— START OF Given information —

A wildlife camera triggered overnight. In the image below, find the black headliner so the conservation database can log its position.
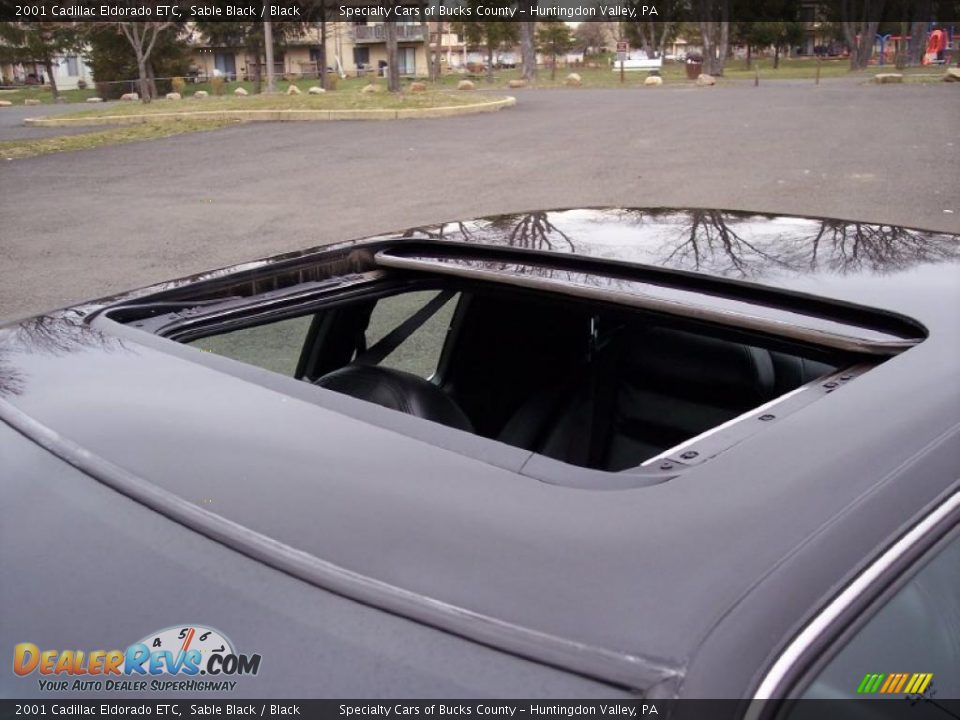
[0,210,960,695]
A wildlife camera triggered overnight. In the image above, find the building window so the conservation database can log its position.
[353,47,370,68]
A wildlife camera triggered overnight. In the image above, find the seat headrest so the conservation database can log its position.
[626,328,774,402]
[314,365,473,432]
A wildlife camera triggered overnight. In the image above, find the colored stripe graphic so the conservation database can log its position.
[857,673,886,695]
[893,673,907,692]
[857,673,933,695]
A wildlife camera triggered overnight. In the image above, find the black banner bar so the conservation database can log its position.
[0,696,960,720]
[0,0,960,25]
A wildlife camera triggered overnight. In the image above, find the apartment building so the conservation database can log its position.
[186,20,442,79]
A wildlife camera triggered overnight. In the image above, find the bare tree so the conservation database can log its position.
[117,22,173,103]
[427,20,443,82]
[697,0,730,75]
[840,0,884,70]
[520,21,537,82]
[383,20,400,92]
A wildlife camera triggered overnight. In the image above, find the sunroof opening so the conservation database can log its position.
[101,257,888,476]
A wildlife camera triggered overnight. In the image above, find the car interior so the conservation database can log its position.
[187,281,844,472]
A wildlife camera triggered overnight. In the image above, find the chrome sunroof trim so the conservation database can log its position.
[374,250,921,356]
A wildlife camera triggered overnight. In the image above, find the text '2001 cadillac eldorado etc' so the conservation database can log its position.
[0,209,960,712]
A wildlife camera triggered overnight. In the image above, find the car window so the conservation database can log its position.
[190,315,313,377]
[366,290,460,378]
[803,524,960,699]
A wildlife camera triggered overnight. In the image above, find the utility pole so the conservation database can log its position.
[263,0,277,95]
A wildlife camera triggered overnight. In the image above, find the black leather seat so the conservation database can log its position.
[314,365,473,432]
[499,327,778,471]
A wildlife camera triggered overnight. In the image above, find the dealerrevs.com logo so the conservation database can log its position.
[13,624,260,692]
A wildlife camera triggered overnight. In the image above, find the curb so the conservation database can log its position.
[23,97,517,127]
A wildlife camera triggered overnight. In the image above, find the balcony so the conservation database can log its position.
[353,23,427,43]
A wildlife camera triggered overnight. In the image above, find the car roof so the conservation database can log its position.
[0,209,960,694]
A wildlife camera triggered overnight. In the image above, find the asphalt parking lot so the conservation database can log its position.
[0,80,960,319]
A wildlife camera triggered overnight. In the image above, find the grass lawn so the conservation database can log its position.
[428,58,943,89]
[0,85,97,105]
[0,118,235,160]
[63,85,486,118]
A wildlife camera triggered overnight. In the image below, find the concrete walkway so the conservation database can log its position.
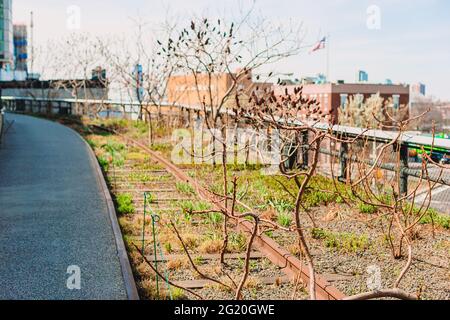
[0,114,127,300]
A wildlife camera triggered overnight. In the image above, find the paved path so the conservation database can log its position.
[0,114,127,300]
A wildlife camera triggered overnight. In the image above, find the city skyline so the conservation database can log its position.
[13,0,450,100]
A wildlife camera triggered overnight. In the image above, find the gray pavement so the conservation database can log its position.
[0,114,127,300]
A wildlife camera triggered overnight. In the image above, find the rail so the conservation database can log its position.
[3,96,450,193]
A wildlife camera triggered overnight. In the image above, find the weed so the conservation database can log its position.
[171,288,186,300]
[176,182,195,195]
[420,209,450,229]
[358,202,378,214]
[207,212,223,226]
[198,240,223,254]
[98,157,109,172]
[166,259,183,270]
[116,194,134,214]
[277,212,292,228]
[229,232,247,252]
[164,242,173,254]
[324,233,369,252]
[311,228,327,240]
[268,199,295,213]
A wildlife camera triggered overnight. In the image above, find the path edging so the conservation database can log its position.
[82,130,139,300]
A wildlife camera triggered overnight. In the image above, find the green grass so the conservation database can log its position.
[170,287,187,301]
[420,209,450,230]
[179,200,211,212]
[207,212,223,226]
[277,212,292,228]
[98,157,109,172]
[116,193,135,214]
[176,182,195,195]
[312,228,370,253]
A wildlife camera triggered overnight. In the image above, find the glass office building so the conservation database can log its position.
[0,0,14,71]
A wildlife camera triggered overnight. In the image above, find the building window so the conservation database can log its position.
[355,93,364,108]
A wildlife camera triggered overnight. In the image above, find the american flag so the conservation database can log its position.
[309,37,327,53]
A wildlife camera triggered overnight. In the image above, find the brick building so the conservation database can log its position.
[167,70,272,107]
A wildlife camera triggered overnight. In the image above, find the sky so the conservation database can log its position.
[13,0,450,100]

— END OF Given information —

#### [Instruction]
Put the listing above into a Markdown table with the columns No. and Line, one numbered row per line. Skip blank lines and leave out the pictures.

#### [Answer for this exercise]
| No. | Line |
|---|---|
| 1 | A wildlife camera triggered overnight. In the image below, find the black headliner so the conservation database can log its position. |
| 2 | [0,210,960,695] |
| 3 | A wildlife camera triggered overnight. In the image above, find the building window so the conservation database can log its position. |
| 4 | [353,47,370,68] |
| 5 | A wildlife camera triggered overnight. In the image above, find the seat headrest so the conservation database can log its position. |
| 6 | [626,328,774,402] |
| 7 | [314,365,473,432] |
| 8 | A wildlife camera triggered overnight. In the image above, find the colored stripe graphic so the conservation database can log its position. |
| 9 | [857,673,886,695] |
| 10 | [893,673,907,692] |
| 11 | [857,673,933,695] |
| 12 | A wildlife camera triggered overnight. In the image above, find the black banner bar so the conservation database can log its position. |
| 13 | [0,696,960,720] |
| 14 | [0,0,960,25] |
| 15 | A wildlife camera triggered overnight. In the image above, find the apartment building so the conservation database can log its position. |
| 16 | [186,20,442,79] |
| 17 | A wildlife camera triggered overnight. In the image above, find the bare tree so the conservation database can log its position. |
| 18 | [117,22,173,103] |
| 19 | [427,20,443,82] |
| 20 | [697,0,730,75] |
| 21 | [840,0,884,70] |
| 22 | [520,21,537,82] |
| 23 | [383,20,400,92] |
| 24 | A wildlife camera triggered overnight. In the image above, find the sunroof opening so the conservation database can log its position. |
| 25 | [101,257,888,476] |
| 26 | A wildlife camera triggered overnight. In the image above, find the car interior so the conservation database can log its position. |
| 27 | [187,281,844,472] |
| 28 | A wildlife camera triggered overnight. In the image above, find the chrome sunroof trim so the conservation database can log its position. |
| 29 | [374,250,921,356] |
| 30 | A wildlife camera triggered overnight. In the image above, find the text '2001 cadillac eldorado etc' so the conservation database can log its position. |
| 31 | [0,209,960,712] |
| 32 | A wildlife camera triggered overnight. In the image above, find the car window so the conservation database can log its position. |
| 33 | [190,315,313,377] |
| 34 | [366,290,460,378] |
| 35 | [803,524,960,699] |
| 36 | A wildlife camera triggered overnight. In the image above, find the utility pole so the conservation database can log its position. |
| 37 | [263,0,277,95] |
| 38 | A wildlife camera triggered overnight. In the image above, find the black leather seat so the conservation database can log its position. |
| 39 | [314,365,473,432] |
| 40 | [499,327,778,471] |
| 41 | A wildlife camera triggered overnight. In the image above, find the dealerrevs.com logo so the conservation database can log its position. |
| 42 | [13,624,260,692] |
| 43 | A wildlife camera triggered overnight. In the image above, find the curb so the conservation database can log its position. |
| 44 | [23,97,517,127] |
| 45 | A wildlife camera triggered overnight. In the image above, find the balcony so the conservation database can log its position. |
| 46 | [353,23,427,43] |
| 47 | A wildlife camera triggered overnight. In the image above, find the car roof so the conservation database can log its position. |
| 48 | [0,209,960,694] |
| 49 | A wildlife camera triggered overnight. In the image above, find the asphalt parking lot so the conservation database can log its position. |
| 50 | [0,80,960,319] |
| 51 | A wildlife camera triggered overnight. In the image above, find the grass lawn so the conservation database can log its position. |
| 52 | [428,58,943,89] |
| 53 | [0,85,97,105] |
| 54 | [0,118,235,160] |
| 55 | [63,85,486,118] |
| 56 | A wildlife camera triggered overnight. In the image below, find the concrete walkway so the conservation database can log its position. |
| 57 | [0,114,127,300] |
| 58 | A wildlife camera triggered overnight. In the image above, find the paved path so the conservation database can log its position. |
| 59 | [0,114,127,300] |
| 60 | A wildlife camera triggered overnight. In the image above, find the city skyline so the conservation database can log its position. |
| 61 | [13,0,450,100] |
| 62 | A wildlife camera triggered overnight. In the image above, find the gray pavement so the conservation database can log its position. |
| 63 | [0,114,127,300] |
| 64 | A wildlife camera triggered overnight. In the image above, find the rail so the conservation database can log its position. |
| 65 | [3,96,450,193] |
| 66 | A wildlife camera triggered overnight. In the image above, find the weed so the conservation database can log its position. |
| 67 | [171,288,186,300] |
| 68 | [176,182,195,195] |
| 69 | [420,209,450,229] |
| 70 | [358,202,378,214] |
| 71 | [207,212,223,226] |
| 72 | [198,240,223,254] |
| 73 | [98,157,109,172] |
| 74 | [166,259,183,270] |
| 75 | [116,194,134,214] |
| 76 | [277,212,292,228] |
| 77 | [229,232,247,252] |
| 78 | [164,242,173,254] |
| 79 | [324,233,369,252] |
| 80 | [311,228,327,240] |
| 81 | [268,199,295,213] |
| 82 | A wildlife camera triggered overnight. In the image above, find the path edging so the conservation database can log its position. |
| 83 | [82,130,139,300] |
| 84 | A wildlife camera triggered overnight. In the image above, find the green grass so the conservation database can log its position. |
| 85 | [170,287,187,301] |
| 86 | [420,209,450,230] |
| 87 | [179,200,211,212] |
| 88 | [207,212,223,226] |
| 89 | [277,212,292,228] |
| 90 | [98,157,109,172] |
| 91 | [116,193,135,214] |
| 92 | [176,182,195,195] |
| 93 | [312,228,370,253] |
| 94 | A wildlife camera triggered overnight. In the image above, find the glass office building so the conservation database can log its position. |
| 95 | [0,0,14,71] |
| 96 | A wildlife camera triggered overnight. In the image above, find the building window so the conservation database can log its position. |
| 97 | [355,93,364,108] |
| 98 | A wildlife camera triggered overnight. In the image above, find the american flag so the conservation database can log its position. |
| 99 | [309,37,327,53] |
| 100 | A wildlife camera triggered overnight. In the image above, find the brick building so the conservation database can log its position. |
| 101 | [167,70,272,107] |
| 102 | A wildlife camera triggered overnight. In the image above, find the sky so the conservation database can log its position. |
| 103 | [13,0,450,100] |